:: TUJUAN TUGAS A ::
Laporkan jumlah baris dalam daftar yang memuat kata "chocolate", dengan membedakan huruf besar dan kecil. Tuliskan angkanya saja.

:: BAGIAN TEKS ::
+---+
Pemimpin harus selalu mengingatkan nilai-nilai inti institusi kepada anggotanya. Nilai-nilai tersebut jangan sekedar “lip service”, tetapi harus dihormati dan dihidupi. Dan, nilai-nilai ini harus menjadi penentu apa yang boleh dan tidak boleh dilakukan. “Managers should state without equivocation what company values are and that those values are honored, always. The values give the means to the end ... Values determine what we will and will not do ...” (Jennings, 2006, 45).
Pdt. Eka Darmaputera, dua puluh tahun yang lalu menulis, “Tetapi, yang sering menyedihkan adalah, kita tidak mengenai identitas kita sendiri. Kalau ditanya apa sih identitas GKI itu sebetulnya? Jawabnya ‘Tidak tahu.’ Dan tanpa merasa ada masalah. Ini bukan hanya ada pada Anda, tetapi banyak pendeta GKI juga begitu. Mereka malah bertanya, apa sih identitas GKI?” (2004b, 20). Sekarang, saya yakin, situasinya berbeda. Jika ditanya apa identitas GKI, apa pengakuan iman GKI, atau apa core value (nilai-nilai inti) GKI, pasti semua anggota majelis jemaat akan menjawab dengan mengacu kepada Pengakuan Iman GKI, yang tertera pada Tata Dasar, Tata Gereja GKI. Pengakuan Iman GKI ini menjadi landasan etika, moral, moralitas, norma moral bagi kehidupan kita, sebagai jemaat GKI.
+---+
Entri anotasi kotak pembatas
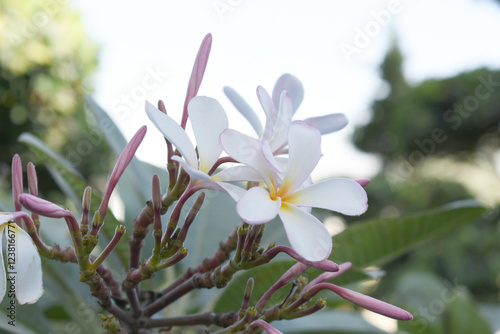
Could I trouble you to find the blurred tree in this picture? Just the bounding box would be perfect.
[0,0,109,204]
[354,46,500,160]
[354,46,500,302]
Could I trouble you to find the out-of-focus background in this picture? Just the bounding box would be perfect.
[0,0,500,333]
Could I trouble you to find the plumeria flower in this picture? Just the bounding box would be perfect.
[146,96,228,181]
[224,74,347,154]
[0,212,43,304]
[146,96,254,200]
[220,121,367,261]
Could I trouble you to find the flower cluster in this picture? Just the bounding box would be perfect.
[0,35,411,333]
[146,69,367,261]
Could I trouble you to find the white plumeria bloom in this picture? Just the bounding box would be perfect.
[146,96,228,181]
[146,96,254,200]
[0,212,43,304]
[224,74,347,154]
[220,121,367,261]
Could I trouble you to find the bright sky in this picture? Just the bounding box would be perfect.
[71,0,500,179]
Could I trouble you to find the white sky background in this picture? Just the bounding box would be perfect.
[71,0,500,183]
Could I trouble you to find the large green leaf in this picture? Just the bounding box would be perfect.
[215,202,485,312]
[391,271,492,334]
[330,201,486,267]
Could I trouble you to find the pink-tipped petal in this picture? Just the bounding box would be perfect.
[181,34,212,129]
[213,182,247,202]
[281,121,321,196]
[261,141,282,173]
[18,194,72,218]
[323,283,413,320]
[286,178,368,216]
[188,96,228,173]
[212,166,266,183]
[224,87,264,137]
[236,187,281,224]
[146,101,198,168]
[273,73,304,113]
[279,203,332,262]
[269,91,293,152]
[304,114,349,135]
[219,129,278,185]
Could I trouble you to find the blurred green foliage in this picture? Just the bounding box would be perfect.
[354,46,500,333]
[0,0,109,204]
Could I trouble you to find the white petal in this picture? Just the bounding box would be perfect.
[146,101,198,168]
[286,178,368,216]
[261,141,283,173]
[273,74,304,113]
[212,182,247,202]
[279,203,332,261]
[212,166,266,182]
[236,187,281,224]
[224,87,263,137]
[10,224,43,304]
[0,224,7,302]
[304,114,349,135]
[188,96,228,173]
[220,129,278,188]
[172,155,210,181]
[280,121,321,197]
[257,86,278,141]
[269,92,293,152]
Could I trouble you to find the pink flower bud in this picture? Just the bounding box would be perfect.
[18,194,73,218]
[319,283,413,320]
[98,126,147,220]
[12,154,23,211]
[181,34,212,128]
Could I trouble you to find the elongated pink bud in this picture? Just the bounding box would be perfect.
[308,262,352,286]
[181,34,212,129]
[28,162,38,196]
[12,154,23,215]
[98,126,147,221]
[317,283,413,320]
[152,174,161,231]
[18,194,73,218]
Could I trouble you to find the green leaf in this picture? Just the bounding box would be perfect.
[214,202,485,312]
[393,271,491,334]
[330,201,486,267]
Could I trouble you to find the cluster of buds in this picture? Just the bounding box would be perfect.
[0,35,411,333]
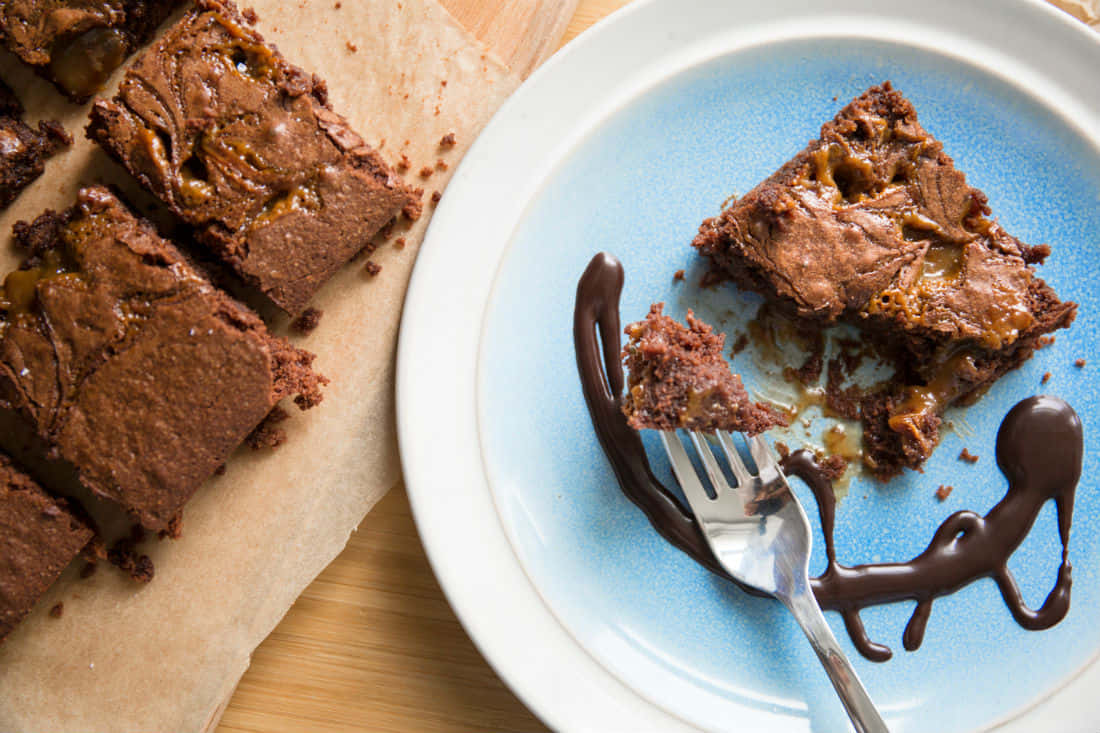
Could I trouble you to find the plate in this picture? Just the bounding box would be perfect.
[397,0,1100,733]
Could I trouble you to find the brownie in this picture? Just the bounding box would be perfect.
[693,83,1076,480]
[623,303,787,435]
[0,0,180,102]
[88,0,420,315]
[0,187,326,533]
[0,81,73,209]
[0,453,94,642]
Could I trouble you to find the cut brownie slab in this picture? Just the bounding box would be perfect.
[0,187,325,532]
[0,81,73,209]
[693,83,1076,479]
[88,0,420,314]
[0,0,182,102]
[623,303,787,435]
[0,453,94,642]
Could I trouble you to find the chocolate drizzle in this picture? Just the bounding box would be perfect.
[573,253,1084,661]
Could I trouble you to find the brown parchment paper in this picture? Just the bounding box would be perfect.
[0,0,518,733]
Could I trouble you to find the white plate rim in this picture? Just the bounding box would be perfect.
[397,0,1100,732]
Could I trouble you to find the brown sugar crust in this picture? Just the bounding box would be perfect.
[0,187,326,530]
[623,303,787,435]
[0,81,73,209]
[0,453,92,642]
[693,83,1077,479]
[88,0,420,315]
[0,0,182,102]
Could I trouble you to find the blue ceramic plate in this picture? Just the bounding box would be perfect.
[399,2,1100,733]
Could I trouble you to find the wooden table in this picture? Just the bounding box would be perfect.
[218,0,628,733]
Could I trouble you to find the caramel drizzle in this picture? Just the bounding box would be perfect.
[573,253,1084,661]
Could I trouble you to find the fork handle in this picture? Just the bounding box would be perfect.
[780,586,890,733]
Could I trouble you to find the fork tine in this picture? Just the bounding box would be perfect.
[748,436,779,483]
[718,430,752,486]
[688,430,729,495]
[660,430,711,514]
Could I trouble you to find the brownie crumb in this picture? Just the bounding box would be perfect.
[290,308,325,336]
[959,448,979,463]
[815,455,848,481]
[376,219,397,239]
[107,527,156,583]
[244,405,290,450]
[157,510,182,539]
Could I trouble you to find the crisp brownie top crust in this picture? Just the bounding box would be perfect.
[0,0,182,102]
[693,83,1076,478]
[0,187,325,530]
[0,81,73,209]
[88,0,419,314]
[623,303,787,435]
[0,453,92,642]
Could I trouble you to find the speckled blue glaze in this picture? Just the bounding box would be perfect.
[473,41,1100,733]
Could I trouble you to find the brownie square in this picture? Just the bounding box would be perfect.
[0,187,326,532]
[693,83,1077,479]
[0,81,73,209]
[0,0,180,102]
[0,453,94,642]
[623,303,788,436]
[88,0,420,315]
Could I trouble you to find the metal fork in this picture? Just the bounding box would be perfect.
[661,430,889,733]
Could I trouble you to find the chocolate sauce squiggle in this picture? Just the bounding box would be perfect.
[573,253,1084,661]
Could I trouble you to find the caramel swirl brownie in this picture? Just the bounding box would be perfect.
[694,83,1077,479]
[88,0,420,314]
[0,453,92,642]
[623,303,787,435]
[0,0,180,102]
[0,187,325,532]
[0,81,73,209]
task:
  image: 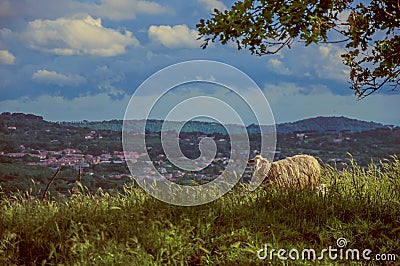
+---+
:: TUJUAN TUGAS B ::
Lanjutkan tulisan tentang nilai-nilai inti dan Pengakuan Iman GKI mulai setelah kalimat terakhirnya.

:: HASIL TUGAS A ::
2

:: HASIL TUGAS B ::
Seandainya di GKI ada pendeta yang mengaku dirinya ateis, seperti yang dilakukan oleh Gretta Vosper, berarti secara etika dan moral sudah melanggar Pengakuan Iman GKI. Hal ini mungkin tidak akan terjadi. Namun, jika terjadi, hal ini merupakan pelanggaran berat terhadap Pengakuan Iman GKI, yang juga disebut sebagai identitas GKI. Yang pasti, akan dilakukan pendisplinan, yang disebut sebagai penggembalaan khusus. Jika tidak bertobat, yang bersangkutan akan diberhentikan. Di GKI ada standar moral, yaitu Pengakuan Iman GKI, untuk menilai apakah seseorang melanggar ajaran GKI atau tidak. Pengakuan Iman GKI merupakan nilai-nilai yang memandu kita untuk melakukan atau tidak melakukan sesuatu, agar tidak mencederai core value iman kita.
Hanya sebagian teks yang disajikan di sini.